Work order> For the listing below, give the count of lines containing "bush", and no other text.

(The data Opens)

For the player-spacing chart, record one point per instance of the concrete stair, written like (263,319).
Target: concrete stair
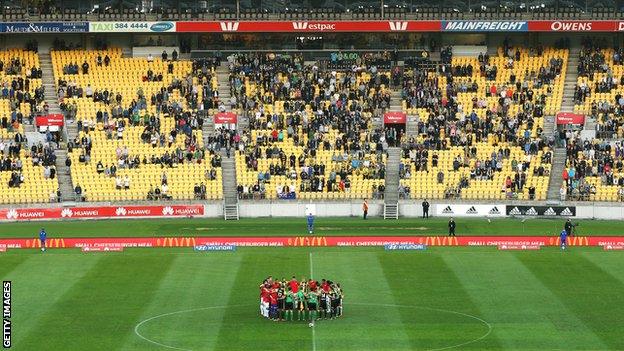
(391,211)
(411,125)
(230,212)
(49,83)
(571,76)
(230,195)
(391,194)
(66,184)
(555,182)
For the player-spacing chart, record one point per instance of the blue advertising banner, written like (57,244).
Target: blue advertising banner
(214,248)
(485,26)
(44,27)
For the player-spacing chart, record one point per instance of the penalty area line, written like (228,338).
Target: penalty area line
(313,322)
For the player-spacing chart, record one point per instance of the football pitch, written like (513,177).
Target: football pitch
(463,298)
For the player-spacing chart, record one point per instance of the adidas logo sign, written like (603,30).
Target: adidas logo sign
(550,212)
(494,210)
(447,209)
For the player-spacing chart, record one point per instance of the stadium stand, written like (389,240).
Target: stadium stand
(311,133)
(27,175)
(479,134)
(594,171)
(140,131)
(599,91)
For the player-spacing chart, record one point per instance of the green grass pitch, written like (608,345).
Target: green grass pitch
(463,298)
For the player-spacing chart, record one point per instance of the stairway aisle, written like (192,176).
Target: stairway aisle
(391,194)
(556,180)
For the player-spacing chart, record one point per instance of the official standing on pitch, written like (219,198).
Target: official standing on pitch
(42,238)
(425,209)
(568,227)
(452,227)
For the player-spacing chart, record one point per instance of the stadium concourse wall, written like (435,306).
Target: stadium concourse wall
(294,208)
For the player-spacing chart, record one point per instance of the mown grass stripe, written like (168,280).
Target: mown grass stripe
(39,283)
(192,282)
(517,303)
(428,281)
(363,280)
(110,297)
(243,328)
(587,291)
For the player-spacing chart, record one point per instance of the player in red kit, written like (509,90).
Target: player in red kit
(264,294)
(273,305)
(294,285)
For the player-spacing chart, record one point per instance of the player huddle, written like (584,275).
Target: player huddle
(305,300)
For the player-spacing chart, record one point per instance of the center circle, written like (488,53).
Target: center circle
(349,307)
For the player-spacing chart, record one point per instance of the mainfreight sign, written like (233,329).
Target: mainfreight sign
(485,26)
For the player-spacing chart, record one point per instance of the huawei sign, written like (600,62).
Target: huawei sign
(321,27)
(229,26)
(398,25)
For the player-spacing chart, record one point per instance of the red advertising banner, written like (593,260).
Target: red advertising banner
(395,118)
(106,248)
(25,214)
(49,120)
(519,247)
(225,118)
(308,26)
(521,242)
(570,118)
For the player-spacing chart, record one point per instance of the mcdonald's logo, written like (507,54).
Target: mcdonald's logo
(308,241)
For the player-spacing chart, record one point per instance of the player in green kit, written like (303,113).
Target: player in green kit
(290,299)
(312,305)
(301,305)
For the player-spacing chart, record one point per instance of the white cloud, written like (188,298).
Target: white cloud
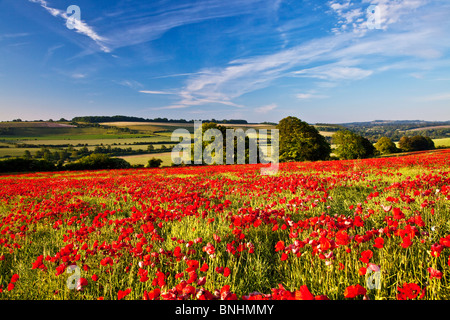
(303,96)
(266,109)
(436,97)
(155,92)
(78,75)
(78,25)
(334,73)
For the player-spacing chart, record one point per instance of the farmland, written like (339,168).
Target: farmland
(315,230)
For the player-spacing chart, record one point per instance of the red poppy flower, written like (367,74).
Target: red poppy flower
(406,242)
(303,294)
(279,246)
(353,291)
(204,267)
(81,283)
(14,278)
(365,256)
(122,294)
(434,273)
(379,243)
(408,291)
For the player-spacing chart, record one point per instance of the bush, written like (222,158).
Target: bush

(The data Closes)

Result of the exercise> 2